While these private alternatives to government insurance are relatively well known, what is less clearly recognized is that the Constitution’s original meaning would have prevented the existing redistributive Social Security and Medicare systems from being established. These programs are enacted under Congress’s so called spending power. Under this power, Congress is said to have the power to spend for the general welfare.
But I don’t believe there is a spending power. The constitutional provision states that “Congress shall have power to lay and collect taxes, duties, imposts and excises, to pay the debts and provide for the common defense and general welfare of the United States.” In my view, this Clause merely confers on Congress the power to tax. The money is then to be used to further the other enumerated powers, which are briefly characterized as “for the common defense and general welfare.” If this reading, which was held by James Madison is correct, Social Security and Medicare would be unconstitutional. (I should note that some originalists disagree with this reading of the Constitution, but I think they are mistaken. For my defense of this reading, see here and here.)
Of course, government old age pensions and medical insurance could have been enacted at the state level. But these programs could not have been established in the form that they took at the federal level. If young people were taxed 12.4 percent for old age insurance (6.2 percent on the employee and the same amount on the employer) which conferred the poor returns that the federal program provides, they would have left the state that imposed the tax in droves. Massive redistributions could not occur at the state level. The states could impose less redistributive systems, but those systems would thereby avoid the significant problems caused by these government programs.
Now that we have had Social Security and Medicare for generations and people have relied upon them, I don’t think that the original meaning can be enforced to hold them unconstitutional. Precedent should allow them to continue. But it is worth remembering that these programs would have never taken their pernicious form if the Constitution’s original meaning had been followed in the first place.

**EXCERPTED RECORDS**
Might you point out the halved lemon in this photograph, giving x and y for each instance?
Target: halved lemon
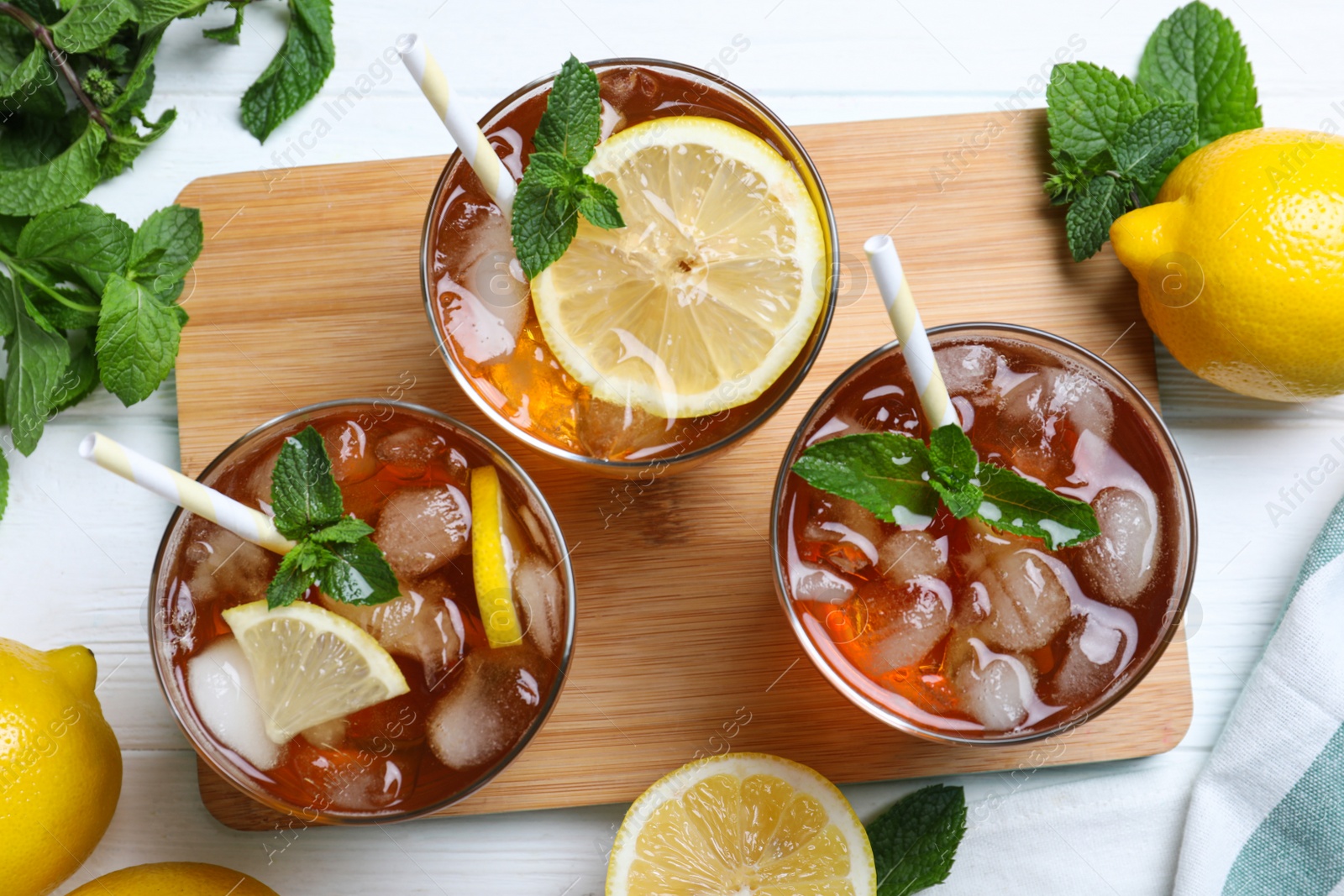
(743, 825)
(311, 665)
(712, 286)
(495, 546)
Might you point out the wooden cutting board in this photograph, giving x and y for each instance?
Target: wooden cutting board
(308, 289)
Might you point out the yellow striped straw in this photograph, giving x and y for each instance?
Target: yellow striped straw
(911, 332)
(468, 136)
(190, 495)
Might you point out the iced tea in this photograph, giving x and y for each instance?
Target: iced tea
(480, 305)
(470, 705)
(958, 629)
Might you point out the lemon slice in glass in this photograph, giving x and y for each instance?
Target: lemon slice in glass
(311, 665)
(738, 825)
(712, 286)
(495, 544)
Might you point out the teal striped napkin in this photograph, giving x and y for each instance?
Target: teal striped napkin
(1267, 815)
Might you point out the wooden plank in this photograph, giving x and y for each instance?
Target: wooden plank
(309, 291)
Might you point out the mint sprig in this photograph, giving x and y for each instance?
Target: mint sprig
(1115, 141)
(914, 842)
(555, 190)
(902, 479)
(333, 550)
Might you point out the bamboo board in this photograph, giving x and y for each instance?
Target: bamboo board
(308, 289)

**PARTS OF THE EXERCISE**
[a] According to the spending-power passage, what tax rate would young people pay for old age insurance, and how is it divided?
[b] Condense the paragraph of the spending-power passage that begins "Of course, government old age pensions" into a short bulleted list that keeps its main facts.
[c] Carry the spending-power passage forward from its final sentence.
The lines play no part in this work.

**EXPECTED RESULTS**
[a] The rate is 12.4 percent, divided into 6.2 percent on the employee and 6.2 percent on the employer.

[b]
- States could have enacted government old age pensions and medical insurance.
- They could not have done so in the form these programs took at the federal level.
- If a state taxed young people 12.4 percent (6.2 percent each on employee and employer) for returns as poor as the federal program's, they would have left that state in droves.
- Massive redistribution could not occur at the state level.
- States could impose less redistributive systems, which would avoid the significant problems these government programs cause.

[c]
The Constitution Party, a small U.S. independent political party that believes in strictly abiding by the constitution as laid out by the founding fathers, opposes the governmentalization and bureaucratization of American medicine.
“Government regulation and subsidy constitutes a threat to both the quality and availability of patient-oriented health care and treatment. Hospitals, doctors, and other health care providers should be accountable to patients – not to politicians, insurance bureaucrats, or HMO Administrators.
If the supply of medical care is controlled by the federal government, then officers of that government will determine which demand is satisfied. The result will be the rationing of services, higher costs, poorer results – and the power of life and death transferred from caring physicians to unaccountable political overseers.
We denounce any civil government entity using age or any other personal characteristic to: preclude people and insurance firms from freely contracting for medical coverage; conscript such people into socialized medicine, e.g., Medicare; or prohibit these people from using insurance payments and/or their own money to obtain medical services in addition to, or to augment the quality of, those services prescribed by the program.
We support the right of individuals to choose between private retirement and pension programs, either at their place of employment or independently.”